> Things to do
1 - Please set down the passage of the Succession review starting at "Review: Succession season" and ending at "Thick of It.".
2 - In the Succession review, what does Roman do after watching the rocket explode on his phone?

> Source document
----

Review: Succession season two is brutal and brilliant

Sam Brooks reviews the second season premiere of Succession, the dark-as-tar family drama from one of the minds behind The Thick of It.

There’s one scene in the first season finale of Succession that sums up the family-slash-business drama in a few brutal, bleak moments. The wedding reception of Shiv (Sarah Snook), the only daughter of the billionaire, power-brokering Roy family, has become a hotbed of deals, petty squabbles and infighting between both the company and the family. Power doesn’t wait for social niceties, after all.

Roman (Kieran Culkin), the youngest and most hateable son of patriarch Logan Roy (Brian Cox), steps away into the bathroom to watch the literal launch of his vanity project: a satellite launch that he’s specifically moved up a day early for ego-related reasons. He sees the rocket explode right after taking off, in a grainy video on his phone screen, and has no visible reaction to it. He instead puts his phone away, washes his hands, and goes back into the wedding.

----

> Data listing
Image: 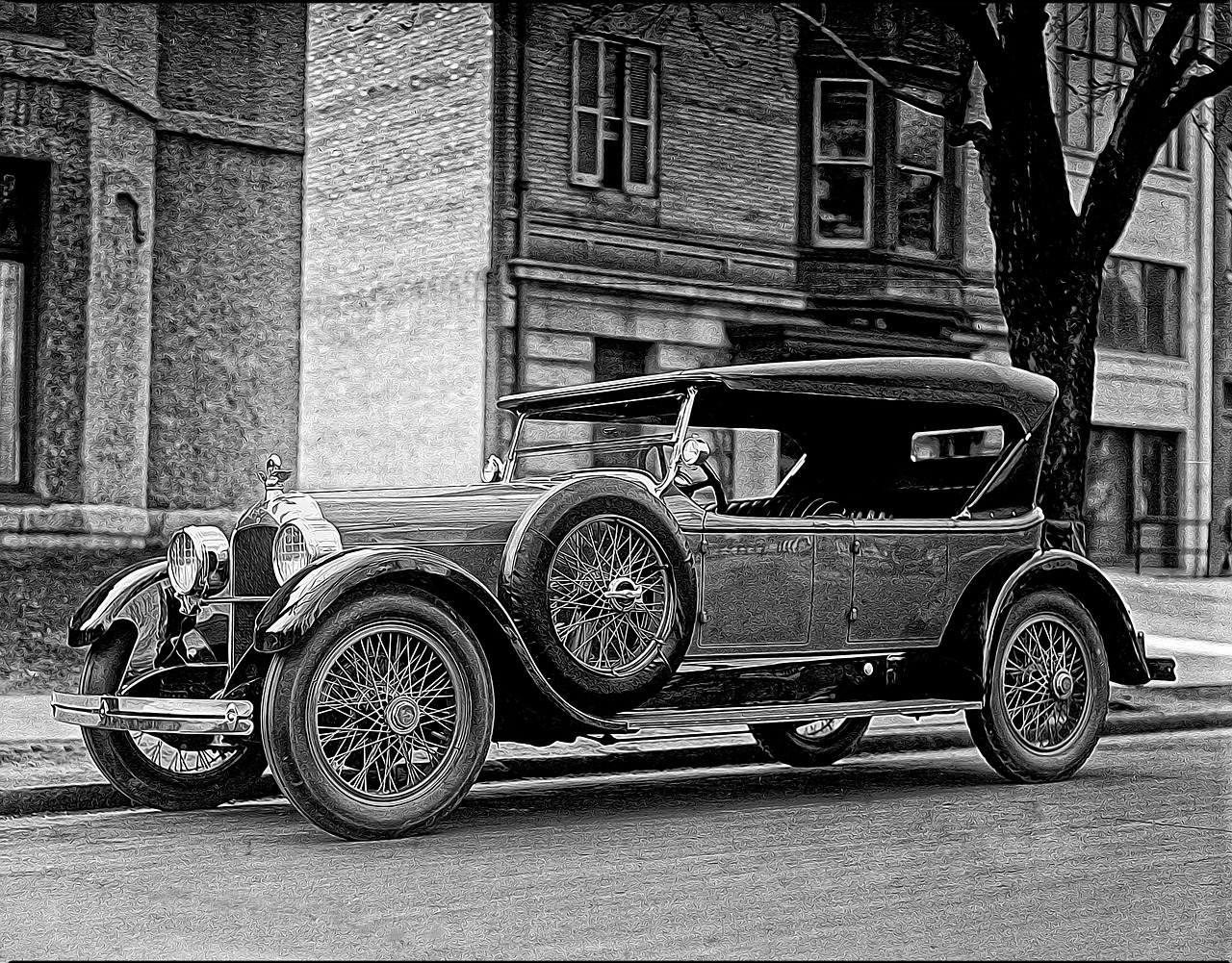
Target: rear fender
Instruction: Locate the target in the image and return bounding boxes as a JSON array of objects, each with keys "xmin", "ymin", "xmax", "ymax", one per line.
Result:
[
  {"xmin": 252, "ymin": 545, "xmax": 621, "ymax": 731},
  {"xmin": 981, "ymin": 549, "xmax": 1151, "ymax": 686}
]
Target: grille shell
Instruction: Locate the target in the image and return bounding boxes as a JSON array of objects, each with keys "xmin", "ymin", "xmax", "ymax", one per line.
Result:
[{"xmin": 230, "ymin": 524, "xmax": 278, "ymax": 669}]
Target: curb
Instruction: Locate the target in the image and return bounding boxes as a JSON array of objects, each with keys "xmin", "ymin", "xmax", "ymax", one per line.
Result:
[{"xmin": 0, "ymin": 709, "xmax": 1232, "ymax": 817}]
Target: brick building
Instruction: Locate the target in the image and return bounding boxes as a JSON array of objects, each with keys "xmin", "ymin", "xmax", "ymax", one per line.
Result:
[
  {"xmin": 0, "ymin": 4, "xmax": 307, "ymax": 646},
  {"xmin": 300, "ymin": 4, "xmax": 1215, "ymax": 572},
  {"xmin": 0, "ymin": 4, "xmax": 1232, "ymax": 670}
]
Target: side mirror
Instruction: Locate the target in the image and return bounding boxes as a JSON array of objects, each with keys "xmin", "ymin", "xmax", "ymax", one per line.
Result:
[
  {"xmin": 680, "ymin": 435, "xmax": 709, "ymax": 468},
  {"xmin": 480, "ymin": 454, "xmax": 505, "ymax": 484}
]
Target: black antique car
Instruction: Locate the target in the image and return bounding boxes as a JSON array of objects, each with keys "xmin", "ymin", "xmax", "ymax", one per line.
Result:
[{"xmin": 53, "ymin": 358, "xmax": 1174, "ymax": 839}]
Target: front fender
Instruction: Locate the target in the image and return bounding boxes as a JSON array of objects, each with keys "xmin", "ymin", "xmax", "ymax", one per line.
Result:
[
  {"xmin": 67, "ymin": 558, "xmax": 167, "ymax": 649},
  {"xmin": 254, "ymin": 545, "xmax": 624, "ymax": 731},
  {"xmin": 982, "ymin": 549, "xmax": 1152, "ymax": 686}
]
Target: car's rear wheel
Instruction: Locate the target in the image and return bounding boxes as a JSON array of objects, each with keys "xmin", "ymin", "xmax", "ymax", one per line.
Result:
[
  {"xmin": 967, "ymin": 589, "xmax": 1109, "ymax": 782},
  {"xmin": 79, "ymin": 623, "xmax": 265, "ymax": 810},
  {"xmin": 749, "ymin": 718, "xmax": 871, "ymax": 769},
  {"xmin": 261, "ymin": 590, "xmax": 494, "ymax": 840}
]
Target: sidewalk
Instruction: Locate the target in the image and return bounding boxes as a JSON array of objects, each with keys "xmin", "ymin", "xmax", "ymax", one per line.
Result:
[
  {"xmin": 1104, "ymin": 569, "xmax": 1232, "ymax": 642},
  {"xmin": 0, "ymin": 637, "xmax": 1232, "ymax": 815}
]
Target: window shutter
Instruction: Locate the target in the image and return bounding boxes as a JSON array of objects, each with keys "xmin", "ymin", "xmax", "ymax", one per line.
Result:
[
  {"xmin": 624, "ymin": 48, "xmax": 656, "ymax": 194},
  {"xmin": 571, "ymin": 38, "xmax": 603, "ymax": 186}
]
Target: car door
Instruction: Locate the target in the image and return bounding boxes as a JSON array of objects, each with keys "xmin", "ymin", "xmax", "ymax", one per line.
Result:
[
  {"xmin": 695, "ymin": 513, "xmax": 813, "ymax": 655},
  {"xmin": 848, "ymin": 520, "xmax": 952, "ymax": 647}
]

----

> Solutions
1 -
Review: Succession season two is brutal and brilliant

Sam Brooks reviews the second season premiere of Succession, the dark-as-tar family drama from one of the minds behind The Thick of It.

2 - He puts his phone away, washes his hands, and goes back into the wedding.